#### [PROBLEMS TO SOLVE]
• 1. In the passage about the DCEH receivership, how much money must the receivership have on hand to advance to students under DOE regulations?
• 2. Repeat the passage about the DCEH receivership word for word, from "The DOE and" up to and including "not being released….".
• 3. Proceed with the passage about the DCEH receivership, picking up after its last line.

-- begin GIVEN TEXT --

There’s the monitor, and there’s also the receiver; it sounds like you’re setting up a home theater.

An experienced court-appointed receiver for financially distressed companies, Dottore had been engaged by DCEH and then was picked as the company’s receiver in a trumped-up lawsuit in federal court in Ohio. Receivership allows DCEH protection from its many creditors — such as landlords, law firms, and lead generation companies — while avoiding bankruptcy, which would automatically end its eligibility for the federal student grants and loans that represent most of its revenue. Needing to account for millions in missing money, Dottore has publicly accused Studio Enterprise of already taking a big cut of the federal money without providing any services.

The receiver’s most recent filing, today, with the Ohio federal court indicates he is trying to find a solution that will cause the DeVos Department to release funds to cover stipends for students at the DCEH schools:

To be clear: the money to pay the Student Stipends is not missing. Under DOE regulations, the receivership has to have on hand $13 million to advance to students, and then the DOE reimburses the receivership. Because the receivership never had sufficient resources to pay the Student Stipends, it could not advance the money; because the funds could not be advanced, the DOE regulations state that it is under no obligation to reimburse. To put it bluntly, the payment of the Student Stipends is stalled over a “chicken and egg” debate.

The DOE and Receiver have been in discussions since the Receiver’s appointment, and in earnest discussions since February 7, 2019, both looking for a way to rectify this matter for those who matter most, the students of these institutions owed these funds. The institutions, the Receiver and state and regulatory agencies are fielding hundreds of calls a day from students facing eviction, impacted by repossession, unable to pay childcare and unable to provide for their families as a result of these funds not being released….
UPDATE 02-22-19 6:00 pm: Dottore filed another report with the court today, stating in part, “It appears that amounts improperly requested by [DCEH] and then advanced by the United States Department of Education were not remitted to students…. it was used to pay their operating expenses.”

— The Accreditors.

-- end GIVEN TEXT --
-- begin DATASET --

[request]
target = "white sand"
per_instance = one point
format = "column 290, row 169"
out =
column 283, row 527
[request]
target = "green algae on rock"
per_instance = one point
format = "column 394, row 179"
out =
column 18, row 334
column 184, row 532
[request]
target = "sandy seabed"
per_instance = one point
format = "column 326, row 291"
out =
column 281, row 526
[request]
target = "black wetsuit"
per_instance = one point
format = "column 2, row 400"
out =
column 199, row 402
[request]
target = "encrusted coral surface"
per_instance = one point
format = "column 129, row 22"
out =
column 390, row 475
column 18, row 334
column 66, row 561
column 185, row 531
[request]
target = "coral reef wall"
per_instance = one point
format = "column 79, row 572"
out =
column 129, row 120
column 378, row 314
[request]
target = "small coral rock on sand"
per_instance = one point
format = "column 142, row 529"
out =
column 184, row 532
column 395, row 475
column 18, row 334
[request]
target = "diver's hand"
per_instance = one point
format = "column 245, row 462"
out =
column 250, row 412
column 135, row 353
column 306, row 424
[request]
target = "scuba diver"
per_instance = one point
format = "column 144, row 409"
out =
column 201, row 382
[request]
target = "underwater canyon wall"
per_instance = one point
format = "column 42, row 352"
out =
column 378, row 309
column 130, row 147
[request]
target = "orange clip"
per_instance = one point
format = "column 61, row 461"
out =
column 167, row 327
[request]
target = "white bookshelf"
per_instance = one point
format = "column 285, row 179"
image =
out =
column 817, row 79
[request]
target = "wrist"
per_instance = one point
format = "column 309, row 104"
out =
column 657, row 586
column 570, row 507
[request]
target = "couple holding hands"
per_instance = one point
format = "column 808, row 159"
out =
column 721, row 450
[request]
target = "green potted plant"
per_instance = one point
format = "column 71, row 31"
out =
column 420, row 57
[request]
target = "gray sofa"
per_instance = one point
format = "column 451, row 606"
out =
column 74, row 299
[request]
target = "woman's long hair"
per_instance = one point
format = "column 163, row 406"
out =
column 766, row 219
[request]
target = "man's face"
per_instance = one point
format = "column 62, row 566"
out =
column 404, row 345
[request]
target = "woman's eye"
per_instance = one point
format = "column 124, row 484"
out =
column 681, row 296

-- end DATASET --

#### [ANSWERS TO THE TASKS]
• 1. $13 million.

• 2.
The DOE and Receiver have been in discussions since the Receiver’s appointment, and in earnest discussions since February 7, 2019, both looking for a way to rectify this matter for those who matter most, the students of these institutions owed these funds. The institutions, the Receiver and state and regulatory agencies are fielding hundreds of calls a day from students facing eviction, impacted by repossession, unable to pay childcare and unable to provide for their families as a result of these funds not being released….

• 3.
DCEH’s challenges intensified as its accrediting agencies — notwithstanding DeVos and Jones’s decision to rehabilitate the nation’s most lax accreditor, ACICS — decided to get tough on DCEH schools. Three accreditors — Middle States Commission on Higher Education, Higher Learning Commission (HLC), and WASC — all suspended or threatened to withdraw approval of DCEH-operated campuses. As Executive Vice President for Legal and Governmental Affairs at HLC, Karen Solinski was involved in that accreditor demoting two Art Institutes campuses to unaccredited “candidate” status. DCEH responded by, as noted, misrepresenting its accreditation status to students — an action for which students have now sued DCEH. A source close to DCEH says Jones’ team directed DCEH to make the misrepresentation. DCEH also considered suing HLC, but put those plans on hold. Solinski has since left HLC.

— The Lawyers.

While the losers in the DCEH saga are taxpayers, faculty, staff, and above all, students, the biggest winner may be corporate lawyers. One insider to the endless negotiations estimated that legal fees might exceed a hundred million dollars when all is done. “Every pig has been at the trough,” this person said. I didn’t say that.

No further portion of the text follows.